→ **What needs to be done**
Pick up the passage on inferring protein domain networks across species and continue it from its final sentence.

START Excerpt

Although the accumulation of protein network data in a wide range of species provides a rich resource for understanding network evolution, exploiting such resources remains challenging. Difficulty in defining orthologous relationships and the noisy and incomplete nature of protein network data [1] are both major obstacles. To overcome the first, we took a domain-based view of the proteome, with domains of known (3D) structure as nodes in the network. This not only provides a structural basis for the interactions, but simplifies the question of orthology. The second is mitigated by an FDR-based statistical inference of the underlying protein domain network from multiple domain interactions between all proteins in the genome. Thus the negative influence of noisy interactions is reduced. The comparisons of these domain networks are also less susceptible to low coverage of networks, especially in less-studied species.

Materials and methods

Accordingly, here we present a statistical inference of domain networks from multiple sources of protein interaction data taken from STRING [2], combined with domain compositions of proteins from SUPERFAMILY[3] across hundreds of species. This is followed by an intersection analysis for comparing domain networks between any two species using a third as reference (thus accounting for differences in coverage).

END Excerpt
START Study material

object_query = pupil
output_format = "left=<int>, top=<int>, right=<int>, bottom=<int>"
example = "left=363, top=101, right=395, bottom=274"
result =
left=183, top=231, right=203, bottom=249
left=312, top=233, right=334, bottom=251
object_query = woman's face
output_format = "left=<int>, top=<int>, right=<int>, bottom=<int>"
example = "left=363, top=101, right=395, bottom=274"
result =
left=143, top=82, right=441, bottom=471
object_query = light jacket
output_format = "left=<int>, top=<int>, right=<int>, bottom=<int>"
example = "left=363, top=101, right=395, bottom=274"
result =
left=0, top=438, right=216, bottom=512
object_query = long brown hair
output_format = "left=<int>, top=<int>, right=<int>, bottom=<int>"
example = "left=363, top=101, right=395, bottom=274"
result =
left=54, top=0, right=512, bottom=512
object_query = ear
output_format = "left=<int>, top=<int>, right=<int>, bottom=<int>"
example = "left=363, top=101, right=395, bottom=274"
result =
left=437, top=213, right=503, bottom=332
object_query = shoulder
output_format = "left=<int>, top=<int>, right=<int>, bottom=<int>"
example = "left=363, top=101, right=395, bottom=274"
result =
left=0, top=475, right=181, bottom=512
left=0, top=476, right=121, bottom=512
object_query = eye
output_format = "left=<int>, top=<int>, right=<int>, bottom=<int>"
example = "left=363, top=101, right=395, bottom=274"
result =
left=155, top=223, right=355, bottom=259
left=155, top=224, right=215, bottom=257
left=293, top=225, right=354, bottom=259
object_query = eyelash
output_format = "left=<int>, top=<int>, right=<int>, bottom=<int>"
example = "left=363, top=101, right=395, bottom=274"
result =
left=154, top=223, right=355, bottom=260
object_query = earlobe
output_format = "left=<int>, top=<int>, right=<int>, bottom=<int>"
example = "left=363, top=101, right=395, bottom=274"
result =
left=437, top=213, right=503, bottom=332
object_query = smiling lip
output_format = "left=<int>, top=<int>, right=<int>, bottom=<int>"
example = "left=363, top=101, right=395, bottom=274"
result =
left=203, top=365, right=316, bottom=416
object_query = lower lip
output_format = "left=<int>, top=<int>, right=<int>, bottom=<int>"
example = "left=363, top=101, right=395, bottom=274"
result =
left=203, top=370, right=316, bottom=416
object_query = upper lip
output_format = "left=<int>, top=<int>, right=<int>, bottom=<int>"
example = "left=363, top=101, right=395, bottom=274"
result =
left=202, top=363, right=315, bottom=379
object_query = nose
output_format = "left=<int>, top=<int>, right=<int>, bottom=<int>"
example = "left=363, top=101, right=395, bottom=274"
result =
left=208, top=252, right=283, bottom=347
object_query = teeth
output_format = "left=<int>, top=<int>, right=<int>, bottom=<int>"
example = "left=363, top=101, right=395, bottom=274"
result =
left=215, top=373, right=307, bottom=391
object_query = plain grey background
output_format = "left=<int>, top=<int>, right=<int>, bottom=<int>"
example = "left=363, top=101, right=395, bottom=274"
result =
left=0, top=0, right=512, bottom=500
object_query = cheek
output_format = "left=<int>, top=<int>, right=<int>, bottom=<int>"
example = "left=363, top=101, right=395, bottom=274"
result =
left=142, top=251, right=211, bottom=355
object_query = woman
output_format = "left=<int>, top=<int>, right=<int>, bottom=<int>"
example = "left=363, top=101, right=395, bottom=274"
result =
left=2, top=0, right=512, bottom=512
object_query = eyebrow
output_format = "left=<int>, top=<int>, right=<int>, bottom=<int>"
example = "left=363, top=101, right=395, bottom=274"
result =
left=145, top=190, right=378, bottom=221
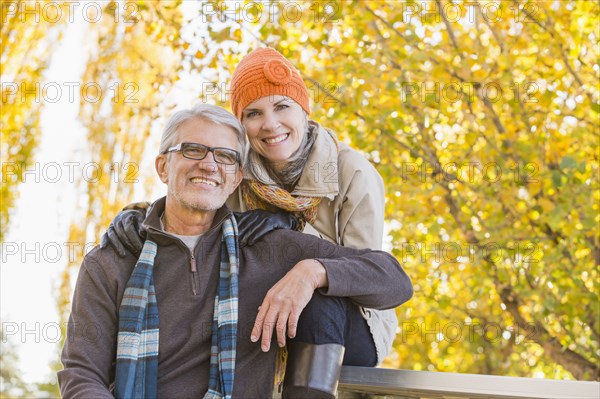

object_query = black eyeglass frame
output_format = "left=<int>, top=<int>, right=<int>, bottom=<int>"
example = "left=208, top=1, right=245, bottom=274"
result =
left=162, top=143, right=242, bottom=166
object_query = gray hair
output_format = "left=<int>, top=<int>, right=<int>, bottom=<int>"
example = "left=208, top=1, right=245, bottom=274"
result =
left=159, top=104, right=248, bottom=168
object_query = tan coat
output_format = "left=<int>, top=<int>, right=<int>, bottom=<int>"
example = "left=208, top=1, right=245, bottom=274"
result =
left=227, top=121, right=398, bottom=363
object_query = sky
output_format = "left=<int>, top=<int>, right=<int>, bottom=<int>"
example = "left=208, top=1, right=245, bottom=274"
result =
left=0, top=2, right=398, bottom=390
left=0, top=3, right=221, bottom=390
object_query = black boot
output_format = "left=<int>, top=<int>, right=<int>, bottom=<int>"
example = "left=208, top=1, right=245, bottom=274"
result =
left=282, top=342, right=345, bottom=399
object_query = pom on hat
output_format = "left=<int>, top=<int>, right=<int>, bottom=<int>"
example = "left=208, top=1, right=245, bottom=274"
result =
left=231, top=47, right=310, bottom=119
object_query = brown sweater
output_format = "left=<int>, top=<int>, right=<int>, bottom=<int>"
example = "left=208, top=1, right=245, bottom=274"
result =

END Study material

→ **Task response**
We have established the first comprehensive database of species- specific domain networks, which we use for exploring evolutionary dynamics at the network level. Figure 1 shows the power of our approach in extracting novel independent and unbiased evolutionary relationships between organisms from three super-kingdoms. We have shown that surprisingly there is little core to the network, revealed by examining common edges shared by Eukaryotes or/and Bacteria (Figure 2). This implies that network evolution, unlike protein evolution, is largely the result of species-specific specialisation.

Figure 1
figure 1

Illustration of relationships among domain networks across three super-kingdoms. Domain networks across Eukaryotes, Archaea and Bacteria are projected onto the 3-dimentional space by Sammon's mapping from high-dimensional space (i.e., 176).

Figure 2
figure 2

Domain networks' edges common to Eukaryotes or/and Bacteria.


Exploring the dynamics of domain interactions across many organisms is leading us to an understanding of the evolution of molecular networks: how they have changed over history, how changes correlate with functional categories and how the fundamental nature of network evolution varies between different parts of the tree of life.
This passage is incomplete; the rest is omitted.